### Extract to read
· · ·
OVERSEA-CHINESE BANKING CORP (SGX:O39) | SGinvestors.io OVERSEA-CHINESE BANKING CORP (SGX:O39)

OCBC - Capital Build-Up; Upgrade To ADD

  • Repayment trends post-moratorium in Malaysia are promising. OCBC guides for credit costs/peak NPLs to be on the lower end of 100-130bp/2.5-3.5%. We expect more NIM pressure in 4Q20F, but this should stabilise in FY21F.
  • Upgrade OCBC to ADD with higher Target Price of S$10.13.
  • Asset quality visibility and capital above targeted 12.5-13.5% make a case for a resumption of dividends.





Positive repayment trends post-moratorium in Malaysia

  • OCBC (SGX:O39)'s 3Q20 net profit was driven by lower-than-expected credit costs as loan moratoriums expire in Malaysia. Group loans under moratorium shrank to c.5% (c.$S13.6bn) at end- Oct (end-Jul: c.10%/S$26.7bn). See result note: DBS & OCBC - CGS-CIMB Research 2020-11-05: Earnings Beat From Trading & Impairments.
· · ·
### Work to do
• 1. What target price does the OCBC research note give for the upgrade to ADD?
• 2. Swap "Group loans" for "Total loans" and write out everything in the OCBC research note from "Positive repayment trends" down to "Trading & Impairments.".
The lines after the OCBC research note come from a separate source.
· · ·
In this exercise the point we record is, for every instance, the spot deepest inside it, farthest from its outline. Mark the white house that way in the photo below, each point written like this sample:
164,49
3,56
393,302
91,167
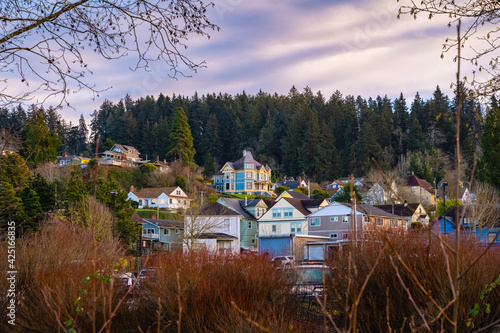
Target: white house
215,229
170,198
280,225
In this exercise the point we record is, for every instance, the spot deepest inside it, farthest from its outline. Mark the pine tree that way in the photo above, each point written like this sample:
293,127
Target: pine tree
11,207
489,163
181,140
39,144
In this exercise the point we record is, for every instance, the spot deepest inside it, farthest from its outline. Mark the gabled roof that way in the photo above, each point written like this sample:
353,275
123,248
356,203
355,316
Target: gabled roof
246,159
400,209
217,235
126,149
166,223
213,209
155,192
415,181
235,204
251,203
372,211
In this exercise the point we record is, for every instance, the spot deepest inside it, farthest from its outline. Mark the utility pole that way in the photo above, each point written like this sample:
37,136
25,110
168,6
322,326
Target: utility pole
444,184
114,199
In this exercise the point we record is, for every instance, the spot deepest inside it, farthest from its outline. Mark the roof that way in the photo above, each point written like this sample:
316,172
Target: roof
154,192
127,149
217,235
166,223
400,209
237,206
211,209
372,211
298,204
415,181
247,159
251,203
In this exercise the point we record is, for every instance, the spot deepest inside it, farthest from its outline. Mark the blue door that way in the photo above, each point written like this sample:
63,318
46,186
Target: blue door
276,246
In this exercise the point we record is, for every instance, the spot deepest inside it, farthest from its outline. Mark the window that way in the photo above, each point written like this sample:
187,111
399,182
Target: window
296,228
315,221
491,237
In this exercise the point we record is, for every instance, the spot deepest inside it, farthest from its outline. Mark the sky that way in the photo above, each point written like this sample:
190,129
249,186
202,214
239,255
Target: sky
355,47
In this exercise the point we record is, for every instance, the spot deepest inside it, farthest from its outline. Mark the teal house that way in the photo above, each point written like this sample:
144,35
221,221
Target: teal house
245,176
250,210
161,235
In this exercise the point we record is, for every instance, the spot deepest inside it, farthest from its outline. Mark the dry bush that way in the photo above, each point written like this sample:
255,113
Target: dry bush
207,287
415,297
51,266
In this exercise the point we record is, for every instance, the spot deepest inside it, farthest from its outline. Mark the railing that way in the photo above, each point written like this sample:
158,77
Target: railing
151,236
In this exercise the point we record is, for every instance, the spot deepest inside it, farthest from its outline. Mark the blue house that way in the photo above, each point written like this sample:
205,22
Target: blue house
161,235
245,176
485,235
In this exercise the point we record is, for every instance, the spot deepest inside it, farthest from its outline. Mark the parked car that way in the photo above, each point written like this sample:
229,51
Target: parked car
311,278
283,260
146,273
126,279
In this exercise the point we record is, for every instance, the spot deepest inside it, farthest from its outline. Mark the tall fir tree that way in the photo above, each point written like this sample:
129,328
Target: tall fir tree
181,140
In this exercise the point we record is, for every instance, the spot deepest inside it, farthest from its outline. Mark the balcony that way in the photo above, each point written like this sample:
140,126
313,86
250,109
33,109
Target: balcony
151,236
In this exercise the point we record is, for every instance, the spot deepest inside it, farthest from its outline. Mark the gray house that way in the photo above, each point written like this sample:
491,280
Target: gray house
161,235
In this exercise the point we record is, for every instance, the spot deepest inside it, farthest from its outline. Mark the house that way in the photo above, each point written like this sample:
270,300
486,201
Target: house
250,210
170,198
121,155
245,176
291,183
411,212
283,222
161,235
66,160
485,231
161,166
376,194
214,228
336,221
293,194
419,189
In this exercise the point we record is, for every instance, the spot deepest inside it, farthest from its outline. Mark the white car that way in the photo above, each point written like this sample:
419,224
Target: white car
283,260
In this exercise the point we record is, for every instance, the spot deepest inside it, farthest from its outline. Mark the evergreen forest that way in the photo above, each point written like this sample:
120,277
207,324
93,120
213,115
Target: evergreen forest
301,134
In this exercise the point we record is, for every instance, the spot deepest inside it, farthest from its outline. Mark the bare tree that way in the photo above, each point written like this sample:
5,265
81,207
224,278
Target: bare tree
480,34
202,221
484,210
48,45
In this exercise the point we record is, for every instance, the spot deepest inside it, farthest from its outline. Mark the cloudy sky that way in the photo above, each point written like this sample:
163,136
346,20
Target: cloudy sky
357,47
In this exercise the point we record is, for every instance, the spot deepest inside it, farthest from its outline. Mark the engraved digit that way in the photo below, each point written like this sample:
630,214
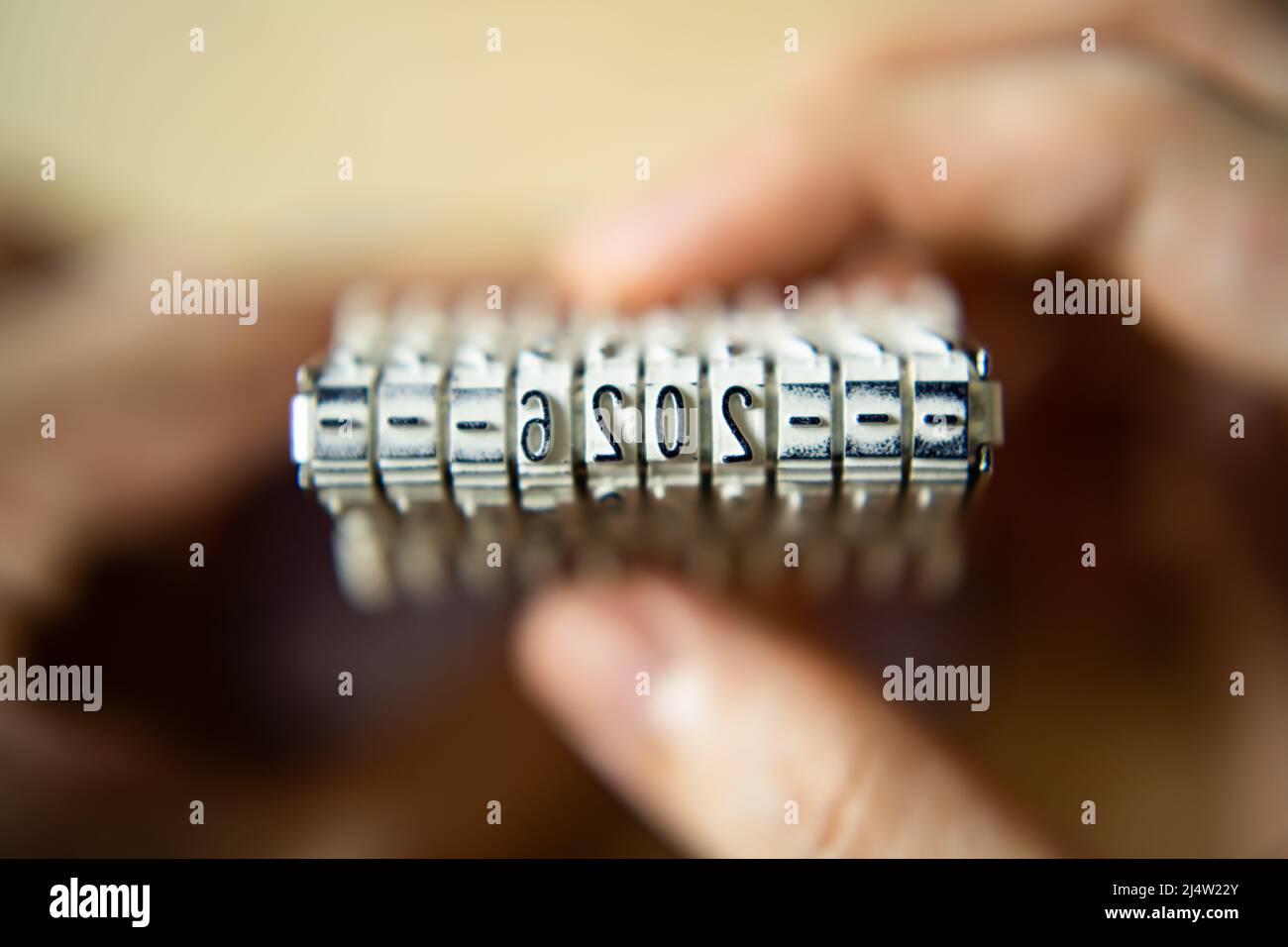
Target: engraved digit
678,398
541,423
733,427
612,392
· · ·
### Replies
• 1. S$10.13

• 2.
Positive repayment trends post-moratorium in Malaysia

  • OCBC (SGX:O39)'s 3Q20 net profit was driven by lower-than-expected credit costs as loan moratoriums expire in Malaysia. Total loans under moratorium shrank to c.5% (c.$S13.6bn) at end- Oct (end-Jul: c.10%/S$26.7bn). See result note: DBS & OCBC - CGS-CIMB Research 2020-11-05: Earnings Beat From Trading & Impairments.